-- Begin AVAILABLE RECORDS --

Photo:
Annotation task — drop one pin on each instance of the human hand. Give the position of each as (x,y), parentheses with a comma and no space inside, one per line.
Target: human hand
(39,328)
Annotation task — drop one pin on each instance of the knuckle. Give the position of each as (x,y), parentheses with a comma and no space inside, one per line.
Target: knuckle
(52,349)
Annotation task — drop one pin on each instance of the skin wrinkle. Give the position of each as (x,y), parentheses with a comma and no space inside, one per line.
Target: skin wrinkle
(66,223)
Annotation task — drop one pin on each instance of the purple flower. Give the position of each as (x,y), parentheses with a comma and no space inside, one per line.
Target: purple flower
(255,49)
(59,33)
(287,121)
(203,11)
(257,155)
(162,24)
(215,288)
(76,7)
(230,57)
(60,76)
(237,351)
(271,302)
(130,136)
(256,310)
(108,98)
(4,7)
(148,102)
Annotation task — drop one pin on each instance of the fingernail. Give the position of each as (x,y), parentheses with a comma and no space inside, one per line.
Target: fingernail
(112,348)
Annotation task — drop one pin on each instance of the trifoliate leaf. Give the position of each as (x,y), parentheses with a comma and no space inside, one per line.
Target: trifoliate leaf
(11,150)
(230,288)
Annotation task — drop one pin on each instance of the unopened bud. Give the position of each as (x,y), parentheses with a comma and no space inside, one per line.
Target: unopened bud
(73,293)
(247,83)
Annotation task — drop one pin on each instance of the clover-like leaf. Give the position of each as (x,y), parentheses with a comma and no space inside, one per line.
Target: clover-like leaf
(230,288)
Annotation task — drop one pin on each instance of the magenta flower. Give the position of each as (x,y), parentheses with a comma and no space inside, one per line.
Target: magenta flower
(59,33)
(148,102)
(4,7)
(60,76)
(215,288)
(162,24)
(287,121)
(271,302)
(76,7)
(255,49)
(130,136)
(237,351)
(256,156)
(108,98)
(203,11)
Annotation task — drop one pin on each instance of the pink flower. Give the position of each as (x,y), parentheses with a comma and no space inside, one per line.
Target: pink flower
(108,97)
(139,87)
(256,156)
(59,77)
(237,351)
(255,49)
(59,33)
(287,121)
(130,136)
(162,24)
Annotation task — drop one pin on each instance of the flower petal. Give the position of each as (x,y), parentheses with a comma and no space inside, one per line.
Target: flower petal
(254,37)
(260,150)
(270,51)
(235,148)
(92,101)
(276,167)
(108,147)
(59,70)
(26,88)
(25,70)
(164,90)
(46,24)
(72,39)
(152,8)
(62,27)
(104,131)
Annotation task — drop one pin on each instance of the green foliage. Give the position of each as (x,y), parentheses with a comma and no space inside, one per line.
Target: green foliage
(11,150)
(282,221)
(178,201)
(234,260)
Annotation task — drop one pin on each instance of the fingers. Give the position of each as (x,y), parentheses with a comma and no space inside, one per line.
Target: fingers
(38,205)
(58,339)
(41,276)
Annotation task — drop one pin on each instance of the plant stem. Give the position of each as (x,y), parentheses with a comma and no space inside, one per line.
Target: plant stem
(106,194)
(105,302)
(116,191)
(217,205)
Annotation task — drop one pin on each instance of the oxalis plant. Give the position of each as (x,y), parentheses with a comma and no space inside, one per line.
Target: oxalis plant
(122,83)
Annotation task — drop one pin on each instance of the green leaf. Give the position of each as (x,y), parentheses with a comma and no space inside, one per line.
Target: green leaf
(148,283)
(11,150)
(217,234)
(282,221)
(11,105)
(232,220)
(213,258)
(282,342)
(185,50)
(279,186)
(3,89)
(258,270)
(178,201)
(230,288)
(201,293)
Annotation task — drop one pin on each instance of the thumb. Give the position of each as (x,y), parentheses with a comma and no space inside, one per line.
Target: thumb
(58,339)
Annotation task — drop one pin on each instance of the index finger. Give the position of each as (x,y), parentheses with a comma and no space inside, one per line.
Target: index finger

-- End AVAILABLE RECORDS --

DO THIS. Rewrite the lines from the one containing "of the index" through the end of the data, substituting "middle finger" for "index finger" and leaving everything else unchanged.

ANSWER TO THE TASK.
Annotation task — drop one pin on each instance of the middle finger. Give the position of each as (x,y), parentheses with a comma and no space inside, one per line.
Target: middle finger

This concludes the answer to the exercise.